**About this exercise:** Please copy, exactly as they appear below, the lines from the one containing "Target: flower cluster" through the one containing "Target: tree trunk".

Start of Given data

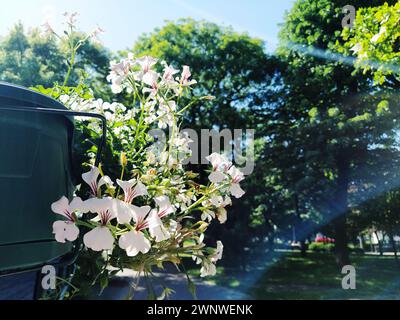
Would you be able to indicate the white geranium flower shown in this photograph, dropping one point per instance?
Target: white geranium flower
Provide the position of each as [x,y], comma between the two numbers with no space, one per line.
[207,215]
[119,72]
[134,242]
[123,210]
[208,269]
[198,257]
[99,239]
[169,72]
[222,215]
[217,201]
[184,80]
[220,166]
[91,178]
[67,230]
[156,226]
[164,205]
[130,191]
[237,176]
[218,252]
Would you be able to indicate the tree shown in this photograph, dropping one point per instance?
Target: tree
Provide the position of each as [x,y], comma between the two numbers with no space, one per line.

End of Given data
Start of Given data

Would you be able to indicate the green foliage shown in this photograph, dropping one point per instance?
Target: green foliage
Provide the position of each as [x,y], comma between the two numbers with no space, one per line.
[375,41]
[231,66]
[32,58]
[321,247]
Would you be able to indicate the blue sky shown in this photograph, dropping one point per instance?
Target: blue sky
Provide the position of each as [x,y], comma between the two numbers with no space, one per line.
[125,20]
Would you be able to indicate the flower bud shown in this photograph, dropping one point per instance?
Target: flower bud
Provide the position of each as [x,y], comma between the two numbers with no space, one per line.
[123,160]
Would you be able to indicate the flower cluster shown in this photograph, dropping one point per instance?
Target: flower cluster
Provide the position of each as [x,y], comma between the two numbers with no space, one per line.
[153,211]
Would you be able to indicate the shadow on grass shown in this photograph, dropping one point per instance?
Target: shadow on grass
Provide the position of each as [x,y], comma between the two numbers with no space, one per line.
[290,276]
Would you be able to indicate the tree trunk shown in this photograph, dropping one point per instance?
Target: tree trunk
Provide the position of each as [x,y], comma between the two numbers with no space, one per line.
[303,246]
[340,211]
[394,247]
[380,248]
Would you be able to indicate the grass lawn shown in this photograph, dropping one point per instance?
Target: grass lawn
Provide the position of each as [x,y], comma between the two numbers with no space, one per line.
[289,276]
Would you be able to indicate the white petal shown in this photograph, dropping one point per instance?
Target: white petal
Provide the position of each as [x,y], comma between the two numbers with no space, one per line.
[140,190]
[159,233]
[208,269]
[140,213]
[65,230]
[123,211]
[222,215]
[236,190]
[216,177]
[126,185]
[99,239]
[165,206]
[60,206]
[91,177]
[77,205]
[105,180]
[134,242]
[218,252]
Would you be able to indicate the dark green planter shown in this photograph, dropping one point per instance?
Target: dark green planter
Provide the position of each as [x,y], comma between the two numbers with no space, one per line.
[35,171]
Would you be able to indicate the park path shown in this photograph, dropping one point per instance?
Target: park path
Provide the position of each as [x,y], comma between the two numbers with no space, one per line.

End of Given data
Start of Given data

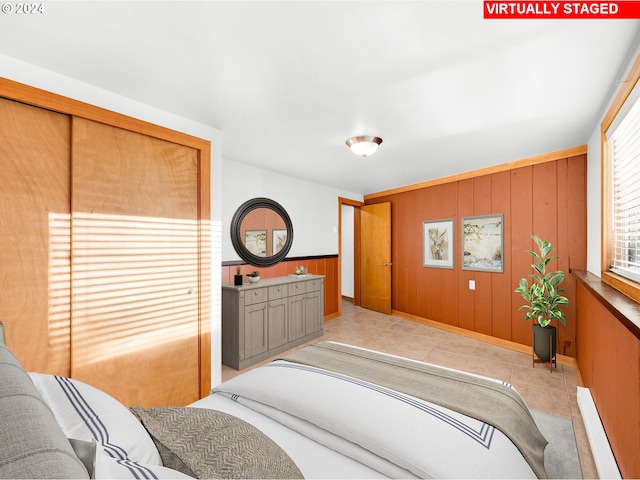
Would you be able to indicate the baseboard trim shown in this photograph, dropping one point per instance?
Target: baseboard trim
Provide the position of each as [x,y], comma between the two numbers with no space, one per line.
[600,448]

End of Given data

**Result of the task:**
Target: flower cluster
Provide the position of each as [x,y], comma between the two numbers with no space, one per line.
[153,211]
Would you be able to indicate the shadow on grass shown in this photograph, dropping one point per instance?
Target: shadow on grass
Provide the position of each as [x,y], comma between the two numbers with no space, one per line.
[290,276]
Would you be able to indicate the tree trunk shown in this photograph, dropping one point per instance?
Target: tree trunk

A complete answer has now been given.